"""

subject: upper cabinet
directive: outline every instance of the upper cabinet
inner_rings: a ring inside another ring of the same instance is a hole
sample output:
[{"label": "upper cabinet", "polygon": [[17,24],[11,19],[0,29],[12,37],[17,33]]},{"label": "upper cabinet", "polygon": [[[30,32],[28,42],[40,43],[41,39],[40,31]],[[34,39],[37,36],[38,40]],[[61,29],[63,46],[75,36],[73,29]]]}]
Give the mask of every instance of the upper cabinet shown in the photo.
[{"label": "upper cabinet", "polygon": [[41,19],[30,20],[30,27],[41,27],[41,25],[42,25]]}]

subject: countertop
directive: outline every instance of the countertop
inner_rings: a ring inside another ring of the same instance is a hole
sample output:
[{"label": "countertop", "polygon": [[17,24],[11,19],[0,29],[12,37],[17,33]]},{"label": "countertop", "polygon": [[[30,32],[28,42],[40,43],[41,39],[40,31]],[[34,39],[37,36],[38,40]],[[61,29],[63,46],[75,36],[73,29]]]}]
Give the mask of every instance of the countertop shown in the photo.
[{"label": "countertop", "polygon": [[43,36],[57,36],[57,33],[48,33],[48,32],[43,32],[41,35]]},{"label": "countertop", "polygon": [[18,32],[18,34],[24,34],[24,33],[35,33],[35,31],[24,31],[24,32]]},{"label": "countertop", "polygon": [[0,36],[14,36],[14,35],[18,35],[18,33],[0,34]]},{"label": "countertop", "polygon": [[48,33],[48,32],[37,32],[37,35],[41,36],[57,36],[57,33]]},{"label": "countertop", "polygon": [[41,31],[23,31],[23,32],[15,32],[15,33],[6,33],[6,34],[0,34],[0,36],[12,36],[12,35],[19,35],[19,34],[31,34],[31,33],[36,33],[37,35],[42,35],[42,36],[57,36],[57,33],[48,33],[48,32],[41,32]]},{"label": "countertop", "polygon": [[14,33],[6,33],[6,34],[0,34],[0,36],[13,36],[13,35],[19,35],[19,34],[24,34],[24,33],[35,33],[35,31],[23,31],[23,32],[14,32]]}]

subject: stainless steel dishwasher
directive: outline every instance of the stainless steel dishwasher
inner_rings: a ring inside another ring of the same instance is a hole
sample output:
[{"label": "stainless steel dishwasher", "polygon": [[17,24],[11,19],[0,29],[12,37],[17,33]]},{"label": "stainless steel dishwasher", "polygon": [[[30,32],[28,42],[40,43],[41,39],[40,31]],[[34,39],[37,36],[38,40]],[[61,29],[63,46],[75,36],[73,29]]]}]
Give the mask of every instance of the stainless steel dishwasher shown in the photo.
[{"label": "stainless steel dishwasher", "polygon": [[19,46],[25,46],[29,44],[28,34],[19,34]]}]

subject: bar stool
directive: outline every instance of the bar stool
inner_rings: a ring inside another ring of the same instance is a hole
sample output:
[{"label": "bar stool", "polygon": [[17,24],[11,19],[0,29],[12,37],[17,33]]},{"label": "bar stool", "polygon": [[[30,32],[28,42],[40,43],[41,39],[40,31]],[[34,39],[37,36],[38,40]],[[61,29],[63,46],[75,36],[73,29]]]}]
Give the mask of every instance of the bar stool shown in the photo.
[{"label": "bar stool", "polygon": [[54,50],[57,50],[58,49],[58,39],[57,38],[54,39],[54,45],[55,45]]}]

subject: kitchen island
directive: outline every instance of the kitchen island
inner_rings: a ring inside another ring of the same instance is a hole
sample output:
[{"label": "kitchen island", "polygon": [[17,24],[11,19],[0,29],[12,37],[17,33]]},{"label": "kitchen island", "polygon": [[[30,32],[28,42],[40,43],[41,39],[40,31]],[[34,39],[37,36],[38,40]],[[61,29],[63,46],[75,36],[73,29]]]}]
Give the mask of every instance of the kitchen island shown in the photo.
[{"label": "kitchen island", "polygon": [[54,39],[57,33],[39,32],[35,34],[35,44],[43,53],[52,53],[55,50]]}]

"""

TRY IT → Output the lines above between the one holding "directive: outline every instance of the upper" and the one holding "directive: outline every instance of the countertop", inclusive, with nothing before or after them.

TASK SOLUTION →
directive: outline every instance of the upper cabinet
inner_rings: a ring inside another ring of the same instance is a hole
sample output:
[{"label": "upper cabinet", "polygon": [[17,24],[11,19],[0,29],[12,37],[17,33]]},{"label": "upper cabinet", "polygon": [[[30,32],[28,42],[40,43],[41,39],[40,31]],[[34,39],[37,36],[38,40]],[[61,29],[63,46],[75,36],[73,29]]]}]
Give the mask of every instance of the upper cabinet shown in the photo.
[{"label": "upper cabinet", "polygon": [[41,19],[30,20],[30,27],[41,27],[41,25],[42,25]]}]

subject: countertop
directive: outline every instance of the countertop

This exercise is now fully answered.